◆ To do
A - Check each statement against the buildup-analysis text and answer yes or no, quoting the deciding words of the text.
(i) Using a tp* that is too large leads to overestimation of kh.
(ii) Agarwal's equivalent time is defined as (tp + Delta-t) / (tp * Delta-t).
(iii) The type curves of Bourdet et al. (1983) are most conveniently applied using Horner time.
B - Please translate this sentence from the buildup-analysis text into Spanish: "A related concept is the Agarwal equivalent time (Agarwal, 1980), which reformulates the superposition principle as a single equivalent drawdown time."
C - From the buildup-analysis text, list every effect it names for a tp* that is too small.

◆ Text
-- START --
If tp* is too large (i.e., actual calendar time is used when it greatly exceeds the adjusted value), the Horner time ratio at early shut-in times will be only slightly greater than 1, compressing the x-axis and making the MTR appear flatter than it truly is. This leads to underestimation of the slope m, overestimation of kh, and a skin factor that may be incorrectly positive or negative. Conversely, if tp* is too small, the x-axis is stretched, the slope appears steeper, and kh is underestimated. In wells with a long, complex production history, even the adjusted flow time may not be sufficient: the engineer should compare the adjusted flow time approach against the full superposition solution to confirm that the two methods give consistent straight-line slopes before trusting the result.

A related concept is the Agarwal equivalent time (Agarwal, 1980), which reformulates the superposition principle as a single equivalent drawdown time. Rather than using the Horner time ratio, Agarwal's equivalent time Delta-te is defined as (tp * Delta-t) / (tp + Delta-t). Plotting BHP against Delta-te on a log-log or semi-log scale transforms the buildup into a pseudo-drawdown curve, which can then be analysed using the same type curves and derivative methods as a drawdown test. This is particularly powerful for identifying flow regimes in fractured or heterogeneous reservoirs. The type curves of Bourdet et al. (1983) for pressure derivative analysis are most conveniently applied using Agarwal time.
-- END --
◆ Dataset rows
-- START --
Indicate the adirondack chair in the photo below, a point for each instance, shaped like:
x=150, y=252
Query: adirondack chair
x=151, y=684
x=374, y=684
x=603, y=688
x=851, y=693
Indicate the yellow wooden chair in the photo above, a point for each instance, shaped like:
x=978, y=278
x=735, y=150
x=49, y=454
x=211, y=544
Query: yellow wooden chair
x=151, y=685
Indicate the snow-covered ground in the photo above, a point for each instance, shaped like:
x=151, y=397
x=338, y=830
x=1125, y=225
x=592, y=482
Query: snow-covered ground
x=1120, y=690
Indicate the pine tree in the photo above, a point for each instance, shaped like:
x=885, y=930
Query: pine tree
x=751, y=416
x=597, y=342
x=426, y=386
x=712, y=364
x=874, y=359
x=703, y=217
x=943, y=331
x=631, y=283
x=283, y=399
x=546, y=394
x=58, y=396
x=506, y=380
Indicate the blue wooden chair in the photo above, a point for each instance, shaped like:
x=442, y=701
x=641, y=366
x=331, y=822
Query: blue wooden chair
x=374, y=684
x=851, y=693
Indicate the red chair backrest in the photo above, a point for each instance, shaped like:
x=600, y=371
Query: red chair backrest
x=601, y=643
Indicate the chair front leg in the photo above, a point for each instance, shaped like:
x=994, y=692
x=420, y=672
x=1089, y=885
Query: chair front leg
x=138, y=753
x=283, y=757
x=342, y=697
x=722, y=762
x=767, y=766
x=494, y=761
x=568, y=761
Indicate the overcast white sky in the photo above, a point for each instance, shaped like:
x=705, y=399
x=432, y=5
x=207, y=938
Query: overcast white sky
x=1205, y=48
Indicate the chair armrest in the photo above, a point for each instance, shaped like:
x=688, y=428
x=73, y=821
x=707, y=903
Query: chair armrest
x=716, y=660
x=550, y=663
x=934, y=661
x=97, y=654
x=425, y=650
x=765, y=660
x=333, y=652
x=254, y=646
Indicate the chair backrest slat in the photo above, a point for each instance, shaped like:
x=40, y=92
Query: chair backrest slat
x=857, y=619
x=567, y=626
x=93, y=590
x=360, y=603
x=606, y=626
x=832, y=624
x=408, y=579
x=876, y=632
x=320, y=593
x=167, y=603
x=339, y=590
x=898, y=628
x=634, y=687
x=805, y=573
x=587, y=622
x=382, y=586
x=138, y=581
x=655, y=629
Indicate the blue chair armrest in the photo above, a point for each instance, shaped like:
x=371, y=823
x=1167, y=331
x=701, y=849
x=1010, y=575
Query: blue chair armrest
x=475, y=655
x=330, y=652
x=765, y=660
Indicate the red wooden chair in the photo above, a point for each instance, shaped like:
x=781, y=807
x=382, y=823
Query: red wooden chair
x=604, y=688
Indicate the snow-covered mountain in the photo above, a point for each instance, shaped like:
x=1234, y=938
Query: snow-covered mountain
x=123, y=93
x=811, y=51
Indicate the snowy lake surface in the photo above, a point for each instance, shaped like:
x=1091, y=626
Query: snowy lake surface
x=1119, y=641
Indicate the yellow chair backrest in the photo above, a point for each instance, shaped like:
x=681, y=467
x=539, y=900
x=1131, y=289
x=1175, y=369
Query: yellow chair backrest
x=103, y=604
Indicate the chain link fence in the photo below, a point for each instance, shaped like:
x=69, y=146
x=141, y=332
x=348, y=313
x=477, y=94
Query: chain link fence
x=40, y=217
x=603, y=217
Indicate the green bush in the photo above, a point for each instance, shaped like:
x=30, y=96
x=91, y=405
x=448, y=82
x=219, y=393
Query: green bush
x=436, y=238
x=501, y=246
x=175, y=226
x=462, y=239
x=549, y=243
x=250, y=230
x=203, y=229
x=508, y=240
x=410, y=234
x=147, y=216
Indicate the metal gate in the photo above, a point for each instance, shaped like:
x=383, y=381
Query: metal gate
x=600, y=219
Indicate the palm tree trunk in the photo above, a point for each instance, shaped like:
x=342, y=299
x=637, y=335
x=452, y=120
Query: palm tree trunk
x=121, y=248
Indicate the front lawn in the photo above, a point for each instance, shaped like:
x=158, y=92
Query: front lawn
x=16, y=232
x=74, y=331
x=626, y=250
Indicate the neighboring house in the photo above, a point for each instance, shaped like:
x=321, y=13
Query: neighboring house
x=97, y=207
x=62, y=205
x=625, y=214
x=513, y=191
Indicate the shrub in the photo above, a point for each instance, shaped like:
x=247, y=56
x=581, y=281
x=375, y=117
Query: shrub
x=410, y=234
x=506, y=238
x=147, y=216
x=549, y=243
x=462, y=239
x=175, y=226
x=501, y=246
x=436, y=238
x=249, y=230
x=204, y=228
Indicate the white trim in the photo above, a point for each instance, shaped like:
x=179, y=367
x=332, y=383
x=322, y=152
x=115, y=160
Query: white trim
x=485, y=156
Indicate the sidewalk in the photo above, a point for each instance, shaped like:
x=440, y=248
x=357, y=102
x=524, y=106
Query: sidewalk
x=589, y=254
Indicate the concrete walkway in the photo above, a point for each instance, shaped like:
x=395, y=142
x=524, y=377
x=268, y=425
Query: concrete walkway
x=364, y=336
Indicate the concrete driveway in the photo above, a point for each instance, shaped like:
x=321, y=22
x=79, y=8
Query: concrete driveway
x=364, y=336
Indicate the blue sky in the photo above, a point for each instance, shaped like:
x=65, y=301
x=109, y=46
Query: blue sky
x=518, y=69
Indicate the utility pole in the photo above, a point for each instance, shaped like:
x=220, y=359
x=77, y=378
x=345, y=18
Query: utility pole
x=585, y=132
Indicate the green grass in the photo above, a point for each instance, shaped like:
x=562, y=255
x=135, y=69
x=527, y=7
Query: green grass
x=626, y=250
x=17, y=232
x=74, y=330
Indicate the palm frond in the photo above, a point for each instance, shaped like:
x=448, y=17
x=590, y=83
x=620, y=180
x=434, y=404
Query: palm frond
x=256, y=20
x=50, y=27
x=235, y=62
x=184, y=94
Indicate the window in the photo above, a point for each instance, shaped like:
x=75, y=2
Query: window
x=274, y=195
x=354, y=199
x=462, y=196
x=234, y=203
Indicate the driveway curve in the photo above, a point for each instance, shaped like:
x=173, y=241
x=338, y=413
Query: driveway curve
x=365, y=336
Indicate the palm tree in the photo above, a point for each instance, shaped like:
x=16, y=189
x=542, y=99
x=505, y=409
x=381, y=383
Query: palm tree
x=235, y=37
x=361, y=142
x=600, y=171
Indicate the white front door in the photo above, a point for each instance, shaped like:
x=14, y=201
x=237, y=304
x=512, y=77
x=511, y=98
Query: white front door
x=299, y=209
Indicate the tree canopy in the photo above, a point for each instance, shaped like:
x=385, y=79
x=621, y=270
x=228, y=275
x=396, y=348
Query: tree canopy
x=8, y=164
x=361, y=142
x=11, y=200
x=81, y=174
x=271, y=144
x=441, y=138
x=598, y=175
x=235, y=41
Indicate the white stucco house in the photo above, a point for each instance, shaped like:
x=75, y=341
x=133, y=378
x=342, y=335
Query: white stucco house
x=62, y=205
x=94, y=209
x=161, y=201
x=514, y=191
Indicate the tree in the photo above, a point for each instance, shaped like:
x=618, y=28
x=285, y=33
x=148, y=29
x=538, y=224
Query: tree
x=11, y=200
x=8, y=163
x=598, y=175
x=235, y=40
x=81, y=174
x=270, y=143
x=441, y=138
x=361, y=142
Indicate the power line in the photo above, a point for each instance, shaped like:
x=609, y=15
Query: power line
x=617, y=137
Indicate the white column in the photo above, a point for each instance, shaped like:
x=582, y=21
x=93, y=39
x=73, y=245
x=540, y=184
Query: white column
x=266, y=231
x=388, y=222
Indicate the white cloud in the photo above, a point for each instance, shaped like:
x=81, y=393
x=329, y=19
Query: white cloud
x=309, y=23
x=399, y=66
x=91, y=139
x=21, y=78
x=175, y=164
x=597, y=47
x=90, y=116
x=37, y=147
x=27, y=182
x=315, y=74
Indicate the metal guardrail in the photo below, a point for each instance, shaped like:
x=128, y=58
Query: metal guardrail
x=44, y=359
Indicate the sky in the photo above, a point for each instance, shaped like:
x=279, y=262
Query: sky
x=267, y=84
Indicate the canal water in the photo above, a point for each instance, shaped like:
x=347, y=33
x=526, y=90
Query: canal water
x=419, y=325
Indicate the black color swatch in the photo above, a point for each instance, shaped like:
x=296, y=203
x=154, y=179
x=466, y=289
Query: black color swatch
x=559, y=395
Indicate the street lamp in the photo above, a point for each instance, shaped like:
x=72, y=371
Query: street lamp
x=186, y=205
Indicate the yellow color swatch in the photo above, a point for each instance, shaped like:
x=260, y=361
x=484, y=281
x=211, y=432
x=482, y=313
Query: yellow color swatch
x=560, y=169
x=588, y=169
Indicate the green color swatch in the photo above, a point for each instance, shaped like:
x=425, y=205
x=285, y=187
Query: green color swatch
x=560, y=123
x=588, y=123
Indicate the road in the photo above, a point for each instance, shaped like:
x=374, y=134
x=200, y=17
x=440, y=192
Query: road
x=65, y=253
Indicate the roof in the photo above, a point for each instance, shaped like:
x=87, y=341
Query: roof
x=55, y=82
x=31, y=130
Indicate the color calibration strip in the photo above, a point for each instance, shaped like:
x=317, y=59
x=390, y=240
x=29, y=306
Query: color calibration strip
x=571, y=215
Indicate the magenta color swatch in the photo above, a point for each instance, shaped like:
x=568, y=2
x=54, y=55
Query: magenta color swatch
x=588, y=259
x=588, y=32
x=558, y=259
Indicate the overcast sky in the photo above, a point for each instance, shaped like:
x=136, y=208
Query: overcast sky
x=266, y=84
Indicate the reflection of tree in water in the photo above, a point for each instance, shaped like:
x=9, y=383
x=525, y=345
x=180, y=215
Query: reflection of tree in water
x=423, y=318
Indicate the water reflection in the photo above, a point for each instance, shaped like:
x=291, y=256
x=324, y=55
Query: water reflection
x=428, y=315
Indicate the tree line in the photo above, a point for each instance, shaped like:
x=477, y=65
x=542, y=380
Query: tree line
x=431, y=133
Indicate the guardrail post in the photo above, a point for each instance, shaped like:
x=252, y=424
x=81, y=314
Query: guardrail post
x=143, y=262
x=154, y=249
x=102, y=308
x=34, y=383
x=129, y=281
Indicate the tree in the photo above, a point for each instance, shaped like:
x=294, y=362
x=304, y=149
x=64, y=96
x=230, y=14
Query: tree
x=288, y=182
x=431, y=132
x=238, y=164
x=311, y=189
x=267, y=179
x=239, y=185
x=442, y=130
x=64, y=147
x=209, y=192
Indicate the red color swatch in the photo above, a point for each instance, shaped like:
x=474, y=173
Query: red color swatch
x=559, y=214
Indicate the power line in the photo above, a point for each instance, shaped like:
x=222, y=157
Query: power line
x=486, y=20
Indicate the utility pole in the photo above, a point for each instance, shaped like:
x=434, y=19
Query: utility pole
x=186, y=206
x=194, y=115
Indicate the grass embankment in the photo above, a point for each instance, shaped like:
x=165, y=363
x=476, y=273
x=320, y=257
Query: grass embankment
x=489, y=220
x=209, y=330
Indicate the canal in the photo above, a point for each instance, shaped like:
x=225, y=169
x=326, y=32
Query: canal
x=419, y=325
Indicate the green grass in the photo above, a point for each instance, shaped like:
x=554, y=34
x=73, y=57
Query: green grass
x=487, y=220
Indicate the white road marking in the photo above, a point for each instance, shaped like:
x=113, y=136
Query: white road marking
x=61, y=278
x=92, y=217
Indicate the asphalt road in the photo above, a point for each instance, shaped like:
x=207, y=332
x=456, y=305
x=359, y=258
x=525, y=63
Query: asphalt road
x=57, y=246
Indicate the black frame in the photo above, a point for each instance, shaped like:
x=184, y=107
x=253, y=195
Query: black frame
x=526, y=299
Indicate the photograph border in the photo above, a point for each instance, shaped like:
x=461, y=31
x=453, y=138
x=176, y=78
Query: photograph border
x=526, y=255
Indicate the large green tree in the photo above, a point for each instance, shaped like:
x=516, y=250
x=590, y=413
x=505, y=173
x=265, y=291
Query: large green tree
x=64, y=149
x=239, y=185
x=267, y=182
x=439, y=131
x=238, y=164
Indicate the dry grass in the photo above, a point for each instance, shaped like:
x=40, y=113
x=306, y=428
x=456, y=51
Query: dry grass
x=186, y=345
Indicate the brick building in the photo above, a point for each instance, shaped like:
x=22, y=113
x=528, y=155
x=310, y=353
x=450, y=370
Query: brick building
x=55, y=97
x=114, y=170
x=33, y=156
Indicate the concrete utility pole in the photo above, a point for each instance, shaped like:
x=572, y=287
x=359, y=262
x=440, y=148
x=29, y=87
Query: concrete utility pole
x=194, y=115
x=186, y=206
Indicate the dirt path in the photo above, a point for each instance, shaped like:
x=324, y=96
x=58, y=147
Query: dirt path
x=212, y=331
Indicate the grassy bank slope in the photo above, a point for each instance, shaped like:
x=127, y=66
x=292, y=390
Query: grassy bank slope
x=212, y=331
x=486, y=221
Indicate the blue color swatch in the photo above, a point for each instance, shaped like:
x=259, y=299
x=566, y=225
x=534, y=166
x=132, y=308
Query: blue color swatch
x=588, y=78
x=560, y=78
-- END --
◆ Answers for this exercise
A -
(i) Yes: "overestimation of kh"
(ii) No: "defined as (tp * Delta-t) / (tp + Delta-t)"
(iii) No: "most conveniently applied using Agarwal time"

B - Un concepto relacionado es el tiempo equivalente de Agarwal (Agarwal, 1980), que reformula el principio de superposición como un único tiempo equivalente de abatimiento.

C -
- The x-axis is stretched.
- The slope appears steeper.
- kh is underestimated.